▶ [Textauszug]:
────────────────────────────────────────

Umfrage unter Schwarzen Menschen: Der tägliche Rassismus
Der Afrozensus zeigt, wie häufig Schwarze Menschen in Deutschland diskriminiert werden – und wie nötig unabhängige Beschwerdestellen sind.
Awet Tesfaiesus, die erste Schwarze Bundestagsabgeordnete (Grüne) sagte der taz: „Um Diskriminierungserfahrungen herauszuholen aus dem Nebel einer angeblichen Subjektivität, braucht es belastbare Zahlen und Fakten. Der Afrozensus ist daher ein Meilenstein im Kampf gegen Diskriminierung in Deutschland“.
Insgesamt leben in Deutschland rund 1 Million Menschen afrikanischer Herkunft. Statistisch ist über diese Gruppe wenig bekannt. Deutsche Behörden fassen ihre Daten allein unter dem Merkmal „Migrationshintergrund“ zusammen, kritisiert Daniel Gyamerah von der Organisation Each One Teach One (Eoto). Das aber werde der Lebensrealität Schwarzer, afrikanischer und afrodiasporischer Menschen im Land nicht gerecht.
Für den Afrozensus hat Eoto zusammen mit der Organisation Citizens For Europe (CFE) deshalb erstmals eine größere Anzahl Schwarzer Personen zu ihren Alltagserfahrungen befragt. Fast 6.000 Personen nahmen an der Onlinebefragung zwischen Juli und September 2020 teil. Ihre Antworten legen nahe, dass antischwarzer Rassismus in der deutschen Gesellschaft weit verbreitet ist.
Doppelte Diskriminierung trifft noch härter
So gab mehr als die Hälfte der Befragten an, schon mal ohne Grund von der Polizei kontrolliert worden zu sein. Eine ebenso große Gruppe gab an, schon für einen Dealer gehalten worden zu sein.

────────────────────────────────────────

▶ [Rohdaten]:
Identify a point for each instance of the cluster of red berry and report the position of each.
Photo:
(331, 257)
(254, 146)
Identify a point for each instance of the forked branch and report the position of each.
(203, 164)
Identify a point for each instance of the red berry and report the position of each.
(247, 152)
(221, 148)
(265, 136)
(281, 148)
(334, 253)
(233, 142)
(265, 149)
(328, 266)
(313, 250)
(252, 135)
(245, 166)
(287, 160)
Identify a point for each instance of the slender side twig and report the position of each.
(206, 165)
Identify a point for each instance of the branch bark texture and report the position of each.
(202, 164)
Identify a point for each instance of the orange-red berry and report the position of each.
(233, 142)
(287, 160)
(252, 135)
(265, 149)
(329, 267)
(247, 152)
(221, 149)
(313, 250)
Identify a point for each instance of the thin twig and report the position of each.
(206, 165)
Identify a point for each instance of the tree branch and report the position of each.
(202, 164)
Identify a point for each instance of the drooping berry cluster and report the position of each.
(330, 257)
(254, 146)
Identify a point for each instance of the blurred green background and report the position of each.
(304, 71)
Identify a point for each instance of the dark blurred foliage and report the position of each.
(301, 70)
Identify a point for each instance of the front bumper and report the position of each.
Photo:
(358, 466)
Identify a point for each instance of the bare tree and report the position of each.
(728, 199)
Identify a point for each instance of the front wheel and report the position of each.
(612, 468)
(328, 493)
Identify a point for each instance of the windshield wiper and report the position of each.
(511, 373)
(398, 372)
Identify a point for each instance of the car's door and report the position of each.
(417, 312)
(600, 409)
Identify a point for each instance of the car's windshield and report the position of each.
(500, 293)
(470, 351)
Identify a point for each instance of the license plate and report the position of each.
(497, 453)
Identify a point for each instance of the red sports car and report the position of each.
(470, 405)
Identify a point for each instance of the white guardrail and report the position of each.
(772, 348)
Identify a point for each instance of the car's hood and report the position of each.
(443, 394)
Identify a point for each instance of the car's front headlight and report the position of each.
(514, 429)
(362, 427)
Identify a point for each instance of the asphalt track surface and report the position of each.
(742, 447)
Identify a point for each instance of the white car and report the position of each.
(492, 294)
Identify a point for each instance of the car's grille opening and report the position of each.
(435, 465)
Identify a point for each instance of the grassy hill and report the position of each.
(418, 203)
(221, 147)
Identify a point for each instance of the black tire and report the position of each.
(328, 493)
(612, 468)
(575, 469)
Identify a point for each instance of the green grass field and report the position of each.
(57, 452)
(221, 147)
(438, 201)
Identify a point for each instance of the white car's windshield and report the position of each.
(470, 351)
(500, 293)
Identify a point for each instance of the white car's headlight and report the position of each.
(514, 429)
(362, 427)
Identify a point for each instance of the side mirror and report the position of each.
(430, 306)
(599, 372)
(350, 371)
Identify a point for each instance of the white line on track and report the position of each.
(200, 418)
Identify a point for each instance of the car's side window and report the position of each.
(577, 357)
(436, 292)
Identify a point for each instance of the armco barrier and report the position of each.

────────────────────────────────────────

▶ [Deine Aufgaben]:
1 – Kannst du den Text über den Afrozensus zwischen „Doppelte Diskriminierung trifft“ und „gehalten worden zu sein.“ einschließlich noch einmal wiedergeben und dabei „Dealer“ durch „Taschendieb“ austauschen?
2 – Wie geht der Text über den Afrozensus weiter? Führe ihn ab der Stelle fort, an der er endet.

▶ [Deine Antworten]:
1 –
Doppelte Diskriminierung trifft noch härter
So gab mehr als die Hälfte der Befragten an, schon mal ohne Grund von der Polizei kontrolliert worden zu sein. Eine ebenso große Gruppe gab an, schon für einen Taschendieb gehalten worden zu sein.

2 –
Fast 80 Prozent sagten, beim Onlinedating sexualisierte Kommentare zu ihrem Aussehen oder ihrer vermeintlichen Herkunft erhalten zu haben. Und mehr als 90 Prozent erlebten, dass ihnen jemand ungefragt durch die Haare gewuschelt hat. „Das Problem ist strukturell“, so Gyamerah.
In allen 14 abgefragten Lebensbereichen sind Schwarze Menschen von Diskriminierung oder Rassismus betroffen, heißt es in dem Bericht. So gaben beispielsweise zwei von drei Befragten an, in Schule oder an der Uni wegen ihrer Herkunft schlechtere Noten bekommen zu haben. Ebenso viele berichteten, dass Ärzt:innen ihre Beschwerden nicht ernst nehmen. Diskriminierende Erfahrungen machen Schwarze Menschen auch in den anderen Bereichen: der Wohnungssuche, auf Ämtern und Behörden, im Job, in der Freizeit und so weiter.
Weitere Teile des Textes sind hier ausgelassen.